Exercise instructions -
A. Reproduce a passage from the Grandparents University gallery text word for word. Begin at the words "As one grandparent" and stop after "with three grandchildren.".
B. Which kinds of flowers does the Grandparents University gallery text name as part of the children's floating flower collage? List every one.

Photo gallery Generations of learning at Grandparents University
What do you get when you combine the wonderment of childhood with the experience of a lifetime? Magic, and that’s what Grandparents University is all about.
For the first time since the pandemic began, grandparents and their grandchildren came together on the UW–Madison campus this summer for two days of fun, adventure and learning in the program sponsored by the Wisconsin Alumni Association. Each family chooses an academic discipline to focus on, with UW faculty and staff leading the way.
As one grandparent put it, they could see their grandchildren’s eyes light up with curiosity and surprise as they shared generational insights and learned together.
“Nobody listens to the grandkids with more intensity than their grandparents,” said Tom Zinnen, a state extension specialist with the Extension who was an instructor in the biotechnology lab.
At center, Evie Supple hands cut flowers to her grandma, Gloria Green, while Winnie Supple kneels nearby during the Grandparents University SciArt Garden Adventure class in Allen Centennial Garden. "It's just fun to see their eyes light up at certain things that they're seeing here and just to engage their curiosity and just inspire their love of learning," said Green, who came with three grandchildren.
Children create a colorful floating flower collage made of zinnias, marigolds, daisies, and lilies picked in Allen Centennial Garden.
At center, Ian Woods pulls a sample of wheat germ DNA into a test tube held by grandmother Sandy Gilmore, while at left UW student and GPU staff member Luvia Montoya looks on.

Excerpted data -

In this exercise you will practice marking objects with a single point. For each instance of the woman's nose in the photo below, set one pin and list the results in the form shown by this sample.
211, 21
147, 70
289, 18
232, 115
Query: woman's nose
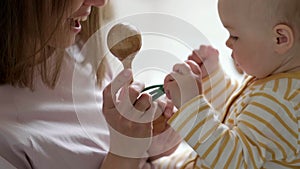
97, 3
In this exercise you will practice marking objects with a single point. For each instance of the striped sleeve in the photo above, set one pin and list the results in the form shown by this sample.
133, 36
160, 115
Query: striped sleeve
217, 88
265, 130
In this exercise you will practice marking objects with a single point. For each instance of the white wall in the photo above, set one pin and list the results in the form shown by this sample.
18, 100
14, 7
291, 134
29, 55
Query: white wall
202, 14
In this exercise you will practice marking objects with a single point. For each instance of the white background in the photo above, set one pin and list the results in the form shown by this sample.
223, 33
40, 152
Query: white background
203, 14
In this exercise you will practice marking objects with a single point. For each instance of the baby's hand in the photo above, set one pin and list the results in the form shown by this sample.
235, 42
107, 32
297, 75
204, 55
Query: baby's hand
184, 83
207, 58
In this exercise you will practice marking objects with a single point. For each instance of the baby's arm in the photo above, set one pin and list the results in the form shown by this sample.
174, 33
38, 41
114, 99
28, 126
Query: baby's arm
217, 86
264, 129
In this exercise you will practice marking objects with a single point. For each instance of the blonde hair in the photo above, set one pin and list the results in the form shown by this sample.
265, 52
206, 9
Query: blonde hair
24, 43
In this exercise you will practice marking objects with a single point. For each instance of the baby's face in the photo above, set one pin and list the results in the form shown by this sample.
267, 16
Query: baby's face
250, 37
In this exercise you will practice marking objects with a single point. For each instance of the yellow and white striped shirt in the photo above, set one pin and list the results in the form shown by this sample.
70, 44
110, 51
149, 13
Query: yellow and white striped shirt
256, 127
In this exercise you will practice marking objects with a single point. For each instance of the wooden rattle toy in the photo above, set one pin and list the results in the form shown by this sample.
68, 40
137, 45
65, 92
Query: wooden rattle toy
124, 41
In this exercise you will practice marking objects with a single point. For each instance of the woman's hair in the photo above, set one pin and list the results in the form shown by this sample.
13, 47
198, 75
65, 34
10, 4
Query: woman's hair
24, 48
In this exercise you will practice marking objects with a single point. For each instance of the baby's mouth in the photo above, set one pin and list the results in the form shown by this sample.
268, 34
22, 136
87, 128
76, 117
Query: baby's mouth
75, 22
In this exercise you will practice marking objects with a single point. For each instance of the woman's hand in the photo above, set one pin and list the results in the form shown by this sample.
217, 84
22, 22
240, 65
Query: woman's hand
207, 59
184, 83
129, 115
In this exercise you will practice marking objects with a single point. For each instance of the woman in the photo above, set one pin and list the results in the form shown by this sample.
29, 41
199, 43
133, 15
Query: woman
48, 118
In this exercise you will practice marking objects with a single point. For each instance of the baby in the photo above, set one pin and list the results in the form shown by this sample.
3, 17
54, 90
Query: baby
257, 124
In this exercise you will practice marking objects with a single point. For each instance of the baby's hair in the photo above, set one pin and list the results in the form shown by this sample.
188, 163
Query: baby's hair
284, 12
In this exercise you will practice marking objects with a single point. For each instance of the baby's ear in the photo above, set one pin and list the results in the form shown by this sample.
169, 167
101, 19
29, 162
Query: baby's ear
284, 38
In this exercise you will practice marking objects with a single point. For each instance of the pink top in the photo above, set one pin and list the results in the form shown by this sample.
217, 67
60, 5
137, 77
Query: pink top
54, 129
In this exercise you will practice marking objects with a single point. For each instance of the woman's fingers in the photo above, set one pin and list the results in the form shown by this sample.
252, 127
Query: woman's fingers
194, 67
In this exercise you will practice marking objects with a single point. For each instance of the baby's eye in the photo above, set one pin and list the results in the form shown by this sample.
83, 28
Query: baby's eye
234, 37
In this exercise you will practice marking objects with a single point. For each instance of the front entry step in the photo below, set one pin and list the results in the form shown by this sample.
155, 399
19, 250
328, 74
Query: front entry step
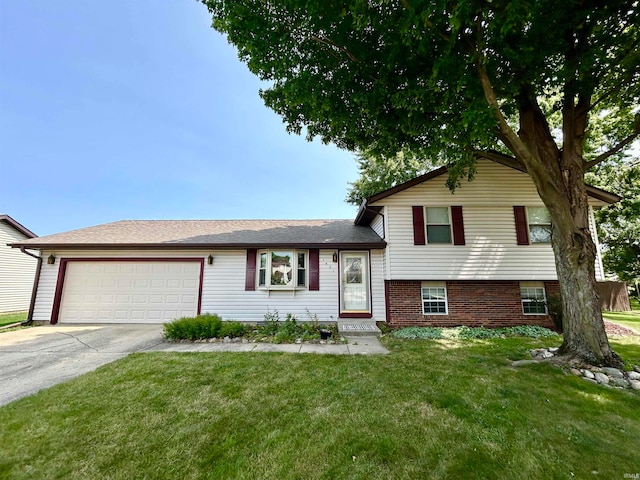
359, 328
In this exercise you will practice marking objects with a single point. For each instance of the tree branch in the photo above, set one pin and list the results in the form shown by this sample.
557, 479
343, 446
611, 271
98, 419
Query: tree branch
513, 142
331, 43
601, 158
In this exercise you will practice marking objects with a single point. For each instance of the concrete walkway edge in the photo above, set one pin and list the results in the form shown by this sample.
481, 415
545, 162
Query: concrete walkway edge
356, 345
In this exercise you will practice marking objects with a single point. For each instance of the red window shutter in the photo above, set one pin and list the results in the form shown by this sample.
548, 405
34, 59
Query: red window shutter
314, 269
458, 225
418, 226
250, 280
522, 229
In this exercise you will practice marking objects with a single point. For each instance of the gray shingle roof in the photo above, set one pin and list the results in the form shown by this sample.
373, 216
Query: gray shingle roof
213, 233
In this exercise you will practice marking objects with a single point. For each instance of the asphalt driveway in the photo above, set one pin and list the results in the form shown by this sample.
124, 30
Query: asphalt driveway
35, 358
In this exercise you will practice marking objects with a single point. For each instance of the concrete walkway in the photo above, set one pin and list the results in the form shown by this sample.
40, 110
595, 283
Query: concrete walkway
39, 357
357, 345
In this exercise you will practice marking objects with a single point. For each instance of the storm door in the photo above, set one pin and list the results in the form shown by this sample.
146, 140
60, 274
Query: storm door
354, 282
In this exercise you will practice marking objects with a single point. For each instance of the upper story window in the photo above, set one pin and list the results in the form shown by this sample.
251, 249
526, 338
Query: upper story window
539, 224
438, 225
285, 269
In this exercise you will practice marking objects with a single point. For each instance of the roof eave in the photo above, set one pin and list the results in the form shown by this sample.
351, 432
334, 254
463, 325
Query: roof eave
193, 246
17, 226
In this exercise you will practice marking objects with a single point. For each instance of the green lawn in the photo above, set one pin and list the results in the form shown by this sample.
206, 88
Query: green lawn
429, 409
9, 318
628, 319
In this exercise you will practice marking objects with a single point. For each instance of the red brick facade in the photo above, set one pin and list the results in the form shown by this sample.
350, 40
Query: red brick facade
471, 303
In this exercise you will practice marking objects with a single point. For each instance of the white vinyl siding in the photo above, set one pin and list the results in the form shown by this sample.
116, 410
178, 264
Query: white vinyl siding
17, 272
491, 251
592, 228
223, 286
377, 225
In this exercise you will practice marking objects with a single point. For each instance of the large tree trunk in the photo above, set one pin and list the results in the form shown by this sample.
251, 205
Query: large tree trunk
584, 334
559, 178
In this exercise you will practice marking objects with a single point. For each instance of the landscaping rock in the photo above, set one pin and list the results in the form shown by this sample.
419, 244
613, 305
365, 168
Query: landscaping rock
619, 382
612, 372
517, 363
633, 375
588, 374
601, 378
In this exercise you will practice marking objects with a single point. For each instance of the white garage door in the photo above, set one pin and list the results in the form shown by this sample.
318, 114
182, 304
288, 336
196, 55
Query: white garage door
129, 292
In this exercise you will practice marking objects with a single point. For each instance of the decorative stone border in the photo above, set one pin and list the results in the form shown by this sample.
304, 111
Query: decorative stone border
608, 376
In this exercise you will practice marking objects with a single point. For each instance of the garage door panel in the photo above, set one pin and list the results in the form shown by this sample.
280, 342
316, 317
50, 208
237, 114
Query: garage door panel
131, 291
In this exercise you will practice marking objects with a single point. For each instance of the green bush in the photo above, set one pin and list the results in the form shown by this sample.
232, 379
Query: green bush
432, 333
233, 329
193, 328
436, 333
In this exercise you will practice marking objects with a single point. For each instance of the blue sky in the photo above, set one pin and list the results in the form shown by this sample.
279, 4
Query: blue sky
135, 109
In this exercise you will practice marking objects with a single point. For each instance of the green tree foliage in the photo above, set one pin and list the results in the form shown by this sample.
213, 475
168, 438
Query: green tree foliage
619, 224
451, 81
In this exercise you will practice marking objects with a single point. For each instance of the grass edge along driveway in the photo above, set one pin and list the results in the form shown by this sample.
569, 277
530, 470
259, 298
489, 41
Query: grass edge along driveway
430, 409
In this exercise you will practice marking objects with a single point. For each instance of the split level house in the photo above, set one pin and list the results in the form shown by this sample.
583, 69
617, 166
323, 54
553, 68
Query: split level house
416, 254
17, 270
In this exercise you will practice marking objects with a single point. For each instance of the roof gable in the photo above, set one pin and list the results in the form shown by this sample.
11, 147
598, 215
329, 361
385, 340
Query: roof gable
368, 211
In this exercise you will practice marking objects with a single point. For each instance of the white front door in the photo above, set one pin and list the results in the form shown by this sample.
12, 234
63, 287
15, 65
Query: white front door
354, 282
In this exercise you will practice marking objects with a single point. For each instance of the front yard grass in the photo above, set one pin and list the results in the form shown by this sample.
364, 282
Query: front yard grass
429, 409
627, 319
9, 318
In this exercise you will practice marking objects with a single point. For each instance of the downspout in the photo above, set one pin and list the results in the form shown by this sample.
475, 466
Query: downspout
34, 291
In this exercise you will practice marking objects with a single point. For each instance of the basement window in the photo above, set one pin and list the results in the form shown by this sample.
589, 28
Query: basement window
434, 298
533, 298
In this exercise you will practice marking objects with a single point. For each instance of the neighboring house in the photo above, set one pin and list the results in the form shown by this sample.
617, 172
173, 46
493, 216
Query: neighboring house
415, 255
16, 269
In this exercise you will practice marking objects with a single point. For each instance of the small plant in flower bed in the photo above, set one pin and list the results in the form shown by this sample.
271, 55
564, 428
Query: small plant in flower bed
273, 330
290, 330
203, 326
435, 333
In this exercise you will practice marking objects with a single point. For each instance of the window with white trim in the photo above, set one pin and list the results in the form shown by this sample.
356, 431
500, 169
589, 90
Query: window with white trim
434, 298
438, 225
283, 269
533, 298
539, 224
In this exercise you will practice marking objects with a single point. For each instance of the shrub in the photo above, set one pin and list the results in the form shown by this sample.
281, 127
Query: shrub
193, 328
433, 333
465, 333
232, 329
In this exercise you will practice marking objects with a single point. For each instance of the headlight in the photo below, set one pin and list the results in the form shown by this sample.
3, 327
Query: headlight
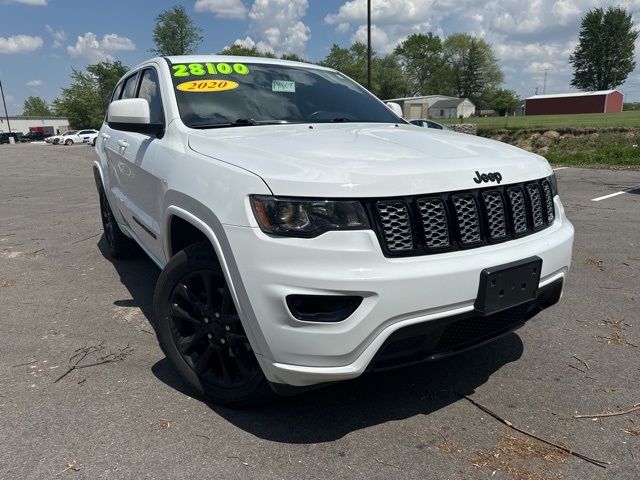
298, 217
554, 184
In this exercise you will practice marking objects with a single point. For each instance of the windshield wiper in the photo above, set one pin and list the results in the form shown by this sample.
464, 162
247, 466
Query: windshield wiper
241, 122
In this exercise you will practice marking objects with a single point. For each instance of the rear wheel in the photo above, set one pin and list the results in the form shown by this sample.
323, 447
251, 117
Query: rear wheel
119, 245
200, 331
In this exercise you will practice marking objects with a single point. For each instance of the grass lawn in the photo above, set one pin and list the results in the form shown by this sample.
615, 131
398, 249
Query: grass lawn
603, 150
595, 120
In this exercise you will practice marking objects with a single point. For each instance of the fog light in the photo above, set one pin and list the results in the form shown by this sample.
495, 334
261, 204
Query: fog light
322, 308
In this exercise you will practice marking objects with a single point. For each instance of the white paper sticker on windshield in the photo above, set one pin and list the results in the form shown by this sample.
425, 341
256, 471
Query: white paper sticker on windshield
283, 86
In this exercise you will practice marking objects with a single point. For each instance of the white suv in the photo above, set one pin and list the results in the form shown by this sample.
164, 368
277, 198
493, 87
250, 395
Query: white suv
307, 234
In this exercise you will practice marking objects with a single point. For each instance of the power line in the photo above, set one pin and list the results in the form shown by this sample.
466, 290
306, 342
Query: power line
369, 44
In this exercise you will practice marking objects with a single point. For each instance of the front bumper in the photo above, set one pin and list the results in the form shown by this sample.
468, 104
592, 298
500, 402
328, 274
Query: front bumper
397, 293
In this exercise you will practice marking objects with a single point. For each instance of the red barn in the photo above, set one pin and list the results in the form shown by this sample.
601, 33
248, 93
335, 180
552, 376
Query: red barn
604, 101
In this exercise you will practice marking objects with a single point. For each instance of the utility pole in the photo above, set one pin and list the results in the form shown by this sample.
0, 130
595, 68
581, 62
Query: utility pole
6, 113
369, 44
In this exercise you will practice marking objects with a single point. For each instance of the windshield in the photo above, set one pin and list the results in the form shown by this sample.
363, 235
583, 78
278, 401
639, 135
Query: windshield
214, 95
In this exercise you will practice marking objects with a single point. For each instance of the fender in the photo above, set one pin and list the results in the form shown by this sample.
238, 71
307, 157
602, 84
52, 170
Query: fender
206, 221
97, 175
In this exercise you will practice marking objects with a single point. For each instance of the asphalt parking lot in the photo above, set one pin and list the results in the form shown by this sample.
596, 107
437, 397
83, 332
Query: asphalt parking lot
134, 419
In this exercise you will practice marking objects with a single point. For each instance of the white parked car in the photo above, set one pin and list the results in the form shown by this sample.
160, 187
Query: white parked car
56, 139
72, 136
88, 136
307, 234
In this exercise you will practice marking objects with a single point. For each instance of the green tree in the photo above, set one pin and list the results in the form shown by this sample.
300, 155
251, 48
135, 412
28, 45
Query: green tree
425, 64
106, 74
175, 33
503, 101
604, 56
35, 107
85, 102
473, 67
350, 61
388, 78
241, 51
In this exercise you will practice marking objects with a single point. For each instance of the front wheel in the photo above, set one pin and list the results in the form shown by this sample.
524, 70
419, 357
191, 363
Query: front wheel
200, 332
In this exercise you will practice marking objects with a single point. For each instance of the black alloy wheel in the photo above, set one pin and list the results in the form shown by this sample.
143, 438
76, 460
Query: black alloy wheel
200, 331
207, 331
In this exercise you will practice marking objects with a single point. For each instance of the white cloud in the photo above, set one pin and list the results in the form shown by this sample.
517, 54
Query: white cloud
246, 42
35, 3
278, 27
222, 8
20, 44
59, 36
89, 47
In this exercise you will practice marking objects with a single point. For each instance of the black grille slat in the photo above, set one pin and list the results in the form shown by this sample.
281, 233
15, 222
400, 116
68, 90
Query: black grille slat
468, 219
434, 222
518, 210
548, 200
533, 190
396, 226
496, 218
450, 221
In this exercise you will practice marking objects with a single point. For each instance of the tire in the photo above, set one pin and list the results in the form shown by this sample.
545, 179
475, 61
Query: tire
200, 332
119, 245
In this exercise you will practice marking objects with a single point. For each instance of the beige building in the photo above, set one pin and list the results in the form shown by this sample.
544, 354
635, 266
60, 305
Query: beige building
435, 106
46, 125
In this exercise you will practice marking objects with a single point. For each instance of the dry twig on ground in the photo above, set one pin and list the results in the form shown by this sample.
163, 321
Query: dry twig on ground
582, 362
635, 408
599, 463
75, 361
617, 339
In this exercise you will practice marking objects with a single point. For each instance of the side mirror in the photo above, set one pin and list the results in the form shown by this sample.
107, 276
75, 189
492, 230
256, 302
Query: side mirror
132, 115
395, 108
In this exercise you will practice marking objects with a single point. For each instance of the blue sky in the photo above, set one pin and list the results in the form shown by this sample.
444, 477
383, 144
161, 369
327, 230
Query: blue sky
41, 40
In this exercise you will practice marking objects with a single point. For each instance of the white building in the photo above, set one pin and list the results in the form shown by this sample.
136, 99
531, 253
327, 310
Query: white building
435, 106
46, 125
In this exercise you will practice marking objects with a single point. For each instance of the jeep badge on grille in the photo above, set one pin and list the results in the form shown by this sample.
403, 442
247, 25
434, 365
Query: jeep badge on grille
488, 177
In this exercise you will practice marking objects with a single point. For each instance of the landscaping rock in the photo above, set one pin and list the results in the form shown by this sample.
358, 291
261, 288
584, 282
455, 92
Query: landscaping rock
469, 128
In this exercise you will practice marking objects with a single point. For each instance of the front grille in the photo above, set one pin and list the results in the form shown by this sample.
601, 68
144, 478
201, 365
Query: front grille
450, 221
396, 228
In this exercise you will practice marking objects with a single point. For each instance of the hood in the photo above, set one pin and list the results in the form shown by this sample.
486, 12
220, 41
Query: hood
366, 160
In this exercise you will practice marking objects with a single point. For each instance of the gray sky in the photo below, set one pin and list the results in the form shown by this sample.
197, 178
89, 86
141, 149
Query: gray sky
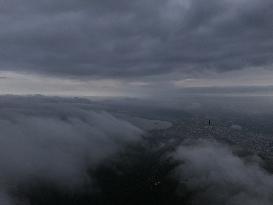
133, 48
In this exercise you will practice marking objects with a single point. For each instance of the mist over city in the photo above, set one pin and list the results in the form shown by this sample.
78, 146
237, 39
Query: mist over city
107, 102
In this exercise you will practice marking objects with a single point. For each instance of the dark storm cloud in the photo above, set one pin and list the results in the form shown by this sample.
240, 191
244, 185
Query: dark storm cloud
134, 38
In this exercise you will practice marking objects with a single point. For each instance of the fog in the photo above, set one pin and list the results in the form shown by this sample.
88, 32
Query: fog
215, 175
81, 151
55, 140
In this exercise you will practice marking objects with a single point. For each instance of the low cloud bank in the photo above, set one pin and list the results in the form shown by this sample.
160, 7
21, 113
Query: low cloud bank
54, 139
213, 174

Written answers -
A.
As one grandparent put it, they could see their grandchildren’s eyes light up with curiosity and surprise as they shared generational insights and learned together.
“Nobody listens to the grandkids with more intensity than their grandparents,” said Tom Zinnen, a state extension specialist with the Extension who was an instructor in the biotechnology lab.
At center, Evie Supple hands cut flowers to her grandma, Gloria Green, while Winnie Supple kneels nearby during the Grandparents University SciArt Garden Adventure class in Allen Centennial Garden. "It's just fun to see their eyes light up at certain things that they're seeing here and just to engage their curiosity and just inspire their love of learning," said Green, who came with three grandchildren.

B.
- Zinnias
- Marigolds
- Daisies
- Lilies